▶ _TRECHO FORNECIDO_
>>>

A última vez que Norton esteve com Honestino foi em 1973. Em um rápido encontro, tentou entregar ao irmão um passaporte falso. O ex-líder estudantil recusou. “Ele me disse que se tivesse de morrer, morreria aqui no Brasil”, lembra Norton. Poucos meses depois Honestino foi preso pela Marinha.
Dos anos de chumbo, o irmão mais novo guarda na memória momentos bons. Fala, com brilho nos olhos, da inteligência do irmão e da forma como se sentia protegido. Faz questão de dizer que nunca deixou de amá-lo, mesmo depois de ser preso, torturado e impedido de trabalhar. "Os militares do Brasil foram usados pelos Estados Unidos para matar seu próprio povo", diz.
A seguir, os principais trechos da entrevista exclusiva concedida à UnB Agência na residência de Norton Monteiro Guimarães, no bairro de Águas Claras, em Brasília, em junho de 2004.
UnB AGÊNCIA – Quem foi Honestino Guimarães?NORTON MONTEIRO – Ele era o cara mais inteligente que conheci. Nunca encontrei outra pessoa como ele. Em 1965, foi o 1o colocado do vestibular. A prova, naquela época, valia 260 pontos, ele tirou 257. O segundo colocado ficou 43 pontos atrás dele. Ele fazia Geologia. A Petrobras mandava todos os meses uma cartinha dizendo que a vaga dele estava guardada para quando ele se formasse.

<<<

▶ _DADOS REGISTRADOS_
>>>

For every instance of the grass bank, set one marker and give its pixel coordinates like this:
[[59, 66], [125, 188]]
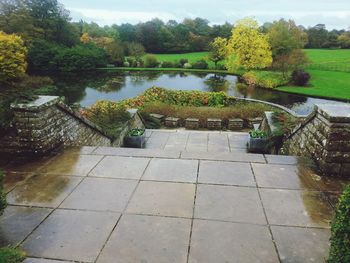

<<<

▶ _SOBRE A TAREFA_
Dê continuidade ao trecho sobre Honestino Guimarães a partir do ponto em que ele para. O material não tem nenhum papel aqui.

▶ _RESULTADO FINAL_
Daiane Souza/UnB Agência
UnB AGÊNCIA – O que ele fazia que o tornava diferente?MONTEIRO – Ele sempre foi muito inteligente. Lia uma média de 180 livros por ano, fazendo uma espécie de resenha de cada um. Lia dois a três jornais por dia. Ele fazia pastas de notícias. Por exemplo, a Guerra do Iraque: se saísse uma notícia daquele assunto no jornal ou revista, ele cortava e guardava na pasta daquele assunto. E ele dormia muito pouco. A meta dele era dormir duas horas por dia, igual a Napoleão (Bonaparte). Fora que ele sempre lutou a favor das minorias, quase sempre contra o governo. Ele se indignava com as coisas que aconteciam durante o regime militar.
UnB AGÊNCIA – Quando Honestino começou a participar da política?MONTEIRO – Ele sempre foi muito político. Quando criança, nós brincávamos juntos e ele sempre era o presidente da República (risos). Ele me nomeava ministro da Aeronáutica e meu outro irmão ministro da Marinha. Ele sempre foi muito líder. Gostava de comandar. No golpe de 1964, ele ficou muito bravo porque estavam acabando com a democracia. Aí, ele se opôs ao regime. A primeira prisão foi por causa de uma pichação: ‘abaixo a ditadura’.
UnB AGÊNCIA – O que ele representou para a UnB e para Brasília?MONTEIRO – É difícil falar sobre o que ele representava. Naquela época, existiam dois mil alunos na UnB. Ele reuniu de 15 a 20 mil pessoas numa passeata na W3 (uma das avenidas principais de Brasília). Não foram só estudantes, foi a população de forma geral. Ele conseguiu o que nenhum político da época conseguia. Na UnB, ele era presidente da Federação dos Estudantes da Universidade de Brasília (FEUB). Ele sempre lutou pela liberdade do estudante universitário. Ele queria mudar essa visão errônea de que na universidade só existiam subversivos.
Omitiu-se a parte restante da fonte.